* [Instrucciones de tareas]
1. Reproduce literalmente el fragmento del texto sobre la prudencia que comienza con "A continuación, mencionaremos" y sigue hasta "siquiera importante saberlo?".
2. Continúa el texto sobre la prudencia a partir del punto en que termina.

* [Texto proporcionado]
________________________________________

La parábola de las diez vírgenes (Mt 25,1-12) nos muestra con gran claridad cuán necesaria es la virtud de la prudencia. Sólo las cinco que eran prudentes fueron admitidas al banquete de bodas; mientras que a las otras cinco, que eran necias, se les cerraron las puertas sencillamente porque no habían sido lo suficientemente previsoras como para llevar aceite de reserva. El Señor concluye la parábola con estas palabras: “Velad, pues, porque no sabéis ni el día ni la hora” (Mt 25,13).

Por tanto, la prudencia nos aconseja “aprovechar bien el tiempo presente”, conforme a la exhortación de San Pablo (Ef 5,16), no dejando pasar las oportunidades que se nos presentan para hacer el bien, para practicar la virtud, para dar gloria a Dios, para contribuir a la salvación de las almas… En efecto, si desaprovechamos una ocasión de hacer una buena obra, ésta se habrá perdido para siempre. Ciertamente se presentarán otras oportunidades en el futuro, pero aquella que perdimos no volverá nunca.

Nuestro pasado está en la misericordia de Dios y el futuro en su providencia; pero nosotros disponemos del momento presente para hacer lo mejor de él en vistas de nuestra destinación eterna. Mientras que la astucia o la sagacidad mundana procuran aprovechar el tiempo para acumular la mayor cantidad posible de bienes terrenales, la prudencia se enfoca en los bienes imperecederos: “Amontonaos tesoros en el cielo, donde no hay polilla ni herrumbre que corroan, ni ladrones que socaven y roben (…). Buscad primero el Reino de Dios y su justicia, y todo lo demás se os dará por añadidura” (Mt 6,20.33).

La prudencia no examina las cosas conforme a su valor humano ni según el gusto ni disgusto que nos provoquen, sino que las pondera sencillamente a la luz de la fe y en vistas de la eternidad: “¿De qué me sirve esto para la eternidad? ¿Haría también esto si fuera a morir ahora mismo?” –se preguntaba San Bernardo.

A continuación, mencionaremos algunos puntos que deben ser tomados en cuenta para cultivar la virtud sobrenatural de la prudencia:

  • Debemos procurar comprender las cosas o circunstancias en su objetividad y no según los sentimientos que suscitan en nosotros. Supongamos, por ejemplo, que escuchamos rumores sobre una determinada persona, pero en realidad desconocemos si las cosas fueron como la gente dice… Muchas veces reaccionamos sentimentalmente ante estos rumores, de manera que ya no podemos tratar libremente con la persona en cuestión y nos distanciamos de ella. Sin embargo, a nivel objetivo, no sabemos nada en absoluto. Si nos dejamos guiar por la prudencia, no prestaremos gran atención a meros rumores, sino que buscaremos lo objetivo: ¿Qué fue lo que realmente sucedió? ¿Será siquiera importante saberlo?

________________________________________

(Elementos almacenados del conjunto de datos)
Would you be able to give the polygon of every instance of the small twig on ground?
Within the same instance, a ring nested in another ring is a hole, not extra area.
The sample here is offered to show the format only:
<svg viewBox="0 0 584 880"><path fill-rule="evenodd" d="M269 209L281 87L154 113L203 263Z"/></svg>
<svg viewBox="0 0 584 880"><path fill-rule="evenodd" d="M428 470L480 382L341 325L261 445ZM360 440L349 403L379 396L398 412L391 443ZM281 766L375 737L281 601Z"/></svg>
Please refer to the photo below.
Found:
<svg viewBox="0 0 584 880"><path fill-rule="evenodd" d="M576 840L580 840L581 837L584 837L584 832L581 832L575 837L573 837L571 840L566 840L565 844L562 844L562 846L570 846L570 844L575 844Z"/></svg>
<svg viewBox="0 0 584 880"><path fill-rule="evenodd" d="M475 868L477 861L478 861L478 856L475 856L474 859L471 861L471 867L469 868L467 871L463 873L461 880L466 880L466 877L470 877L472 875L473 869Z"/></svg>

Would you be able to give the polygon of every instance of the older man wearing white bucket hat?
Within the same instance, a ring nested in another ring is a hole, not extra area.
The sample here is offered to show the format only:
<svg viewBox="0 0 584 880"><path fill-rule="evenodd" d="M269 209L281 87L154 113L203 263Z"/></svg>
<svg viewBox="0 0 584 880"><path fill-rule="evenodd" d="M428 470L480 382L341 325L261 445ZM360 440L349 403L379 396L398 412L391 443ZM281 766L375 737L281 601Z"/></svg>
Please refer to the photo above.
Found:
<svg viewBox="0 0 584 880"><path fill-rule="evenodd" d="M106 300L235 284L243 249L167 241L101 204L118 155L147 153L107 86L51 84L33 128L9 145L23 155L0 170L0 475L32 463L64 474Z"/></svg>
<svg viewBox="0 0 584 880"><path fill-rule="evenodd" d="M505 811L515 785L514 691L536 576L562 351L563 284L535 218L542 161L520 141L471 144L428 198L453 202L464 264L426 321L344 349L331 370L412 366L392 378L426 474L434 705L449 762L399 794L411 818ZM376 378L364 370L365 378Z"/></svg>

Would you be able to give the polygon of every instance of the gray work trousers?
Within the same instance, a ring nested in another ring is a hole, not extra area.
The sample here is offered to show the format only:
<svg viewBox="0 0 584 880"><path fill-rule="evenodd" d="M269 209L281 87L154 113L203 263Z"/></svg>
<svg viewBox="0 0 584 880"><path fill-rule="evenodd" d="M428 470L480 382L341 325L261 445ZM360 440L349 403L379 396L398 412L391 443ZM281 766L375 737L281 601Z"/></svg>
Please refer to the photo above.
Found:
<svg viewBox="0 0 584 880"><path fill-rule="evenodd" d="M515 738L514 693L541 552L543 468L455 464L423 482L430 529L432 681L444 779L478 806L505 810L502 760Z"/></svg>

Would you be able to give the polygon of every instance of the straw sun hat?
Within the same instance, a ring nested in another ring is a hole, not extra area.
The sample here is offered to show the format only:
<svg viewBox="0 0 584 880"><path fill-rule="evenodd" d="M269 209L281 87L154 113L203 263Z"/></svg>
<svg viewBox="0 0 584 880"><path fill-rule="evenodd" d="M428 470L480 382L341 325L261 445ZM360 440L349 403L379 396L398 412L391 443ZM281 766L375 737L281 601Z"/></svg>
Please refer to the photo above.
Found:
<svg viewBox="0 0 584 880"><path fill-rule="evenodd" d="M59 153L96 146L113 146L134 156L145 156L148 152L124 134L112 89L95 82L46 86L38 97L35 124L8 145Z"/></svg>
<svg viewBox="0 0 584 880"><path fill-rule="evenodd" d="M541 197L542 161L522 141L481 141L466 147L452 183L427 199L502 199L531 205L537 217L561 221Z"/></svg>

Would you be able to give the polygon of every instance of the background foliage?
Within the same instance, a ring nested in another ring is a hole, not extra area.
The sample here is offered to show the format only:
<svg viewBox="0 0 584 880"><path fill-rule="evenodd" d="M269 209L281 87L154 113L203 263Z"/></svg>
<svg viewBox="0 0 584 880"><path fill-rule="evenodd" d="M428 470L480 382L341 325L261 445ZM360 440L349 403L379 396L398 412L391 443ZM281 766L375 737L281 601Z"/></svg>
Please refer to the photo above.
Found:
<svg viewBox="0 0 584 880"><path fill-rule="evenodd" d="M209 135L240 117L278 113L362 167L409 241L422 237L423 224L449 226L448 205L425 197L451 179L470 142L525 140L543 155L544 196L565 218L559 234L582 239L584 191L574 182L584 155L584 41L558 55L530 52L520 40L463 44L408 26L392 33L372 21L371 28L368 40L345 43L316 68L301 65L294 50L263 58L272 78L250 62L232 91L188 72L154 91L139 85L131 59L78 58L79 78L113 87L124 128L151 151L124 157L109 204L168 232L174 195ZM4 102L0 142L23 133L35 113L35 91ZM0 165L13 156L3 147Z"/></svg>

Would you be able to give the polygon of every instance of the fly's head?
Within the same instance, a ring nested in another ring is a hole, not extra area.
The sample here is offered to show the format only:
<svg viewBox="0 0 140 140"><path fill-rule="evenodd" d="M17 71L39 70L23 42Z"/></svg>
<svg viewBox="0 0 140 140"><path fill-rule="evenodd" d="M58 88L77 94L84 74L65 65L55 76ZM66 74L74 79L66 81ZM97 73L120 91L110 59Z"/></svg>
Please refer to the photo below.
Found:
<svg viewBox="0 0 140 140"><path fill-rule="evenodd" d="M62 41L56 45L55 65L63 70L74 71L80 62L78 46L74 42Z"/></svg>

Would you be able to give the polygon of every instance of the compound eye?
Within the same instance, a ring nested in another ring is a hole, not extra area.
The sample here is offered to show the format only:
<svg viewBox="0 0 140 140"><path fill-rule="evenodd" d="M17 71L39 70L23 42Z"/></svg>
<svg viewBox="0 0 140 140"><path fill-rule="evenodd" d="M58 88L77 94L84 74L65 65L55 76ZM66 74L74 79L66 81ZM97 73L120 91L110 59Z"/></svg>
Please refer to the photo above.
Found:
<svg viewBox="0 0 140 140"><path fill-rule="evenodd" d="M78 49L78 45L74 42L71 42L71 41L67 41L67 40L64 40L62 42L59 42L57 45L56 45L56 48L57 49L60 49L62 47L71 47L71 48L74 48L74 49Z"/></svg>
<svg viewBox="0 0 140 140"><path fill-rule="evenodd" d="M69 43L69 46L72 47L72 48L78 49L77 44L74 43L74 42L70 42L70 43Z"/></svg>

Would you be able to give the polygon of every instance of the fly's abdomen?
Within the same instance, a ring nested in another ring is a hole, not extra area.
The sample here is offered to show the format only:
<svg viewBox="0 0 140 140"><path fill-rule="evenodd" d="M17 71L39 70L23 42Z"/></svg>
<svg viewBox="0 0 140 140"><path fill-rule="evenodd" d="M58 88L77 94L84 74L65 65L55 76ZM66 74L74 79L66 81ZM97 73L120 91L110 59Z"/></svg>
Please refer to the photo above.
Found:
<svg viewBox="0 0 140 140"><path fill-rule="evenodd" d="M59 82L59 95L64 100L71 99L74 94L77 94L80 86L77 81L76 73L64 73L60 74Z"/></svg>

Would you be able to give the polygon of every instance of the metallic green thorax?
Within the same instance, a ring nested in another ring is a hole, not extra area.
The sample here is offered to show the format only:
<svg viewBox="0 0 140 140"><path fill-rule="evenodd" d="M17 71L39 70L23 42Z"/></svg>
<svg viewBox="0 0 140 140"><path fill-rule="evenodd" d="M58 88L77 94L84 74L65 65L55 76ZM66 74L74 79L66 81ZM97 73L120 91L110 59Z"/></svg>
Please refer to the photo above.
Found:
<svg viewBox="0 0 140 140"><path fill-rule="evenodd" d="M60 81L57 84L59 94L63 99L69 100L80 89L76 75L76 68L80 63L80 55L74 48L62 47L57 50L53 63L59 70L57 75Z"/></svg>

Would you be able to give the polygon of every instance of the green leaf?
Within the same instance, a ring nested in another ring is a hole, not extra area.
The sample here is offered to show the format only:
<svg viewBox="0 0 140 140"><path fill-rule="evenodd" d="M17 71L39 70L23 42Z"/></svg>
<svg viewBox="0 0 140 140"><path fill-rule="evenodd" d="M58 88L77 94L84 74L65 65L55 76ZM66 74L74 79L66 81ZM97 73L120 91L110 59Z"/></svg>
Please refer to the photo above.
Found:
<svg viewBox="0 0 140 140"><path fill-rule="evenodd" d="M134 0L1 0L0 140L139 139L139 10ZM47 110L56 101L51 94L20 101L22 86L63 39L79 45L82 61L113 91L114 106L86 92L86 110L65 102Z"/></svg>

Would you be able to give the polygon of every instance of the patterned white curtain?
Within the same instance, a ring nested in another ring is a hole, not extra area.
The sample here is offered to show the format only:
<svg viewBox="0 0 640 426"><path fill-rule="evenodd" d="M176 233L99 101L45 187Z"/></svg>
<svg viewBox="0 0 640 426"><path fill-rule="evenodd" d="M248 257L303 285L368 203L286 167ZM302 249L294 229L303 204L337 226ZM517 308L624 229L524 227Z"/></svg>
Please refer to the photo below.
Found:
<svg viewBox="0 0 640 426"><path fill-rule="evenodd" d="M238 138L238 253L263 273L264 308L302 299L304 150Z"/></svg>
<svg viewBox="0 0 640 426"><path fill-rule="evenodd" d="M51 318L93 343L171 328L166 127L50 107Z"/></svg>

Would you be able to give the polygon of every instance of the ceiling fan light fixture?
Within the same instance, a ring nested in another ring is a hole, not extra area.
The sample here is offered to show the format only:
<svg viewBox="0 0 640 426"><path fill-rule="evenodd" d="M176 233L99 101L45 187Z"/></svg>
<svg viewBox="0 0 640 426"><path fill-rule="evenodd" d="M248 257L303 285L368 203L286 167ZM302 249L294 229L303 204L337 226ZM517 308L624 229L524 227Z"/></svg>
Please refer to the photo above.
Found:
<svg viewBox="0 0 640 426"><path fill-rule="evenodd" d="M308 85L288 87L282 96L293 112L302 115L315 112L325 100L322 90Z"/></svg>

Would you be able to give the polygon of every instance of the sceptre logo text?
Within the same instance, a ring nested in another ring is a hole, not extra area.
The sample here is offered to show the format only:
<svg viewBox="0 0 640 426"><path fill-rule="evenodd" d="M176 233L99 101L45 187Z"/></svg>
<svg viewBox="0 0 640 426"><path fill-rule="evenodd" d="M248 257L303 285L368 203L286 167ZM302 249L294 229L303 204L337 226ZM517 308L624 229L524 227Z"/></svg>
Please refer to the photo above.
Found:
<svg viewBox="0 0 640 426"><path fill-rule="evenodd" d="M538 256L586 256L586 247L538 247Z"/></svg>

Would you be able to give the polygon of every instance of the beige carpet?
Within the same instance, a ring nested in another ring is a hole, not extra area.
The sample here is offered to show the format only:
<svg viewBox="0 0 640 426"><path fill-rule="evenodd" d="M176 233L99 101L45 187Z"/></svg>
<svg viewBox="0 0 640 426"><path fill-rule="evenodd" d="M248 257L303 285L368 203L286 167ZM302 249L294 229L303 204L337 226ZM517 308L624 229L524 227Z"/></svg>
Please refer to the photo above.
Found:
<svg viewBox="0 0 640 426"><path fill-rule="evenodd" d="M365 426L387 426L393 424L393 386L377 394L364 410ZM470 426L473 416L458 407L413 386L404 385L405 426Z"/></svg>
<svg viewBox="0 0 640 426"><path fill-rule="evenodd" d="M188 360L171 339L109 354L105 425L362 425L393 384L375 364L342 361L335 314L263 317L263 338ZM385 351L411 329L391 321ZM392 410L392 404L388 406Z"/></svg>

________________________________________

* [Respuestas]
1.
A continuación, mencionaremos algunos puntos que deben ser tomados en cuenta para cultivar la virtud sobrenatural de la prudencia:

  • Debemos procurar comprender las cosas o circunstancias en su objetividad y no según los sentimientos que suscitan en nosotros. Supongamos, por ejemplo, que escuchamos rumores sobre una determinada persona, pero en realidad desconocemos si las cosas fueron como la gente dice… Muchas veces reaccionamos sentimentalmente ante estos rumores, de manera que ya no podemos tratar libremente con la persona en cuestión y nos distanciamos de ella. Sin embargo, a nivel objetivo, no sabemos nada en absoluto. Si nos dejamos guiar por la prudencia, no prestaremos gran atención a meros rumores, sino que buscaremos lo objetivo: ¿Qué fue lo que realmente sucedió? ¿Será siquiera importante saberlo?

2.
  • La persona que quiera adquirir la virtud de la prudencia debe siempre conservar la docilidad; es decir, dejarse corregir. Esto implica lógicamente una buena porción de humildad. Esta docilidad será en primera instancia hacia el Espíritu Santo, nuestro primer consejero y maestro, que viene en nuestra ayuda especialmente a través del don de consejo. Pero también podremos aprender y dejarnos corregir por la experiencia y por sabios guías espirituales. A veces sucede que el consejo nos llega cuando menos y de quien menos lo esperamos, o leemos en un libro precisamente aquello que necesitábamos para saber qué rumbo tomar en la situación dada. Aquí es importante estar dispuestos a escuchar, aunque sin dejar de aplicar el don del discernimiento, para poder distinguir un consejo bueno de uno erróneo o malo.
  • Una vez que hemos ponderado todo y hemos llegado a la conclusión correcta, es importante ponerla en práctica sin tardar. Mientras que en la fase de discernimiento conviene no apresurarse demasiado ni ser imprudentes, en el momento de poner en práctica lo reconocido no se debe titubear. La prudencia también nos guía cuando la situación sea impredecible y nos exija actuar con prontitud.

Entonces, la prudencia cristiana nada tiene que ver con la sagacidad mundana, que aspira sólo la felicidad terrenal y pasajera. También supera con creces la inteligencia humana, que es incapaz de enfocar todo nuestro obrar a la meta más elevada, porque no conoce más que las metas terrenales.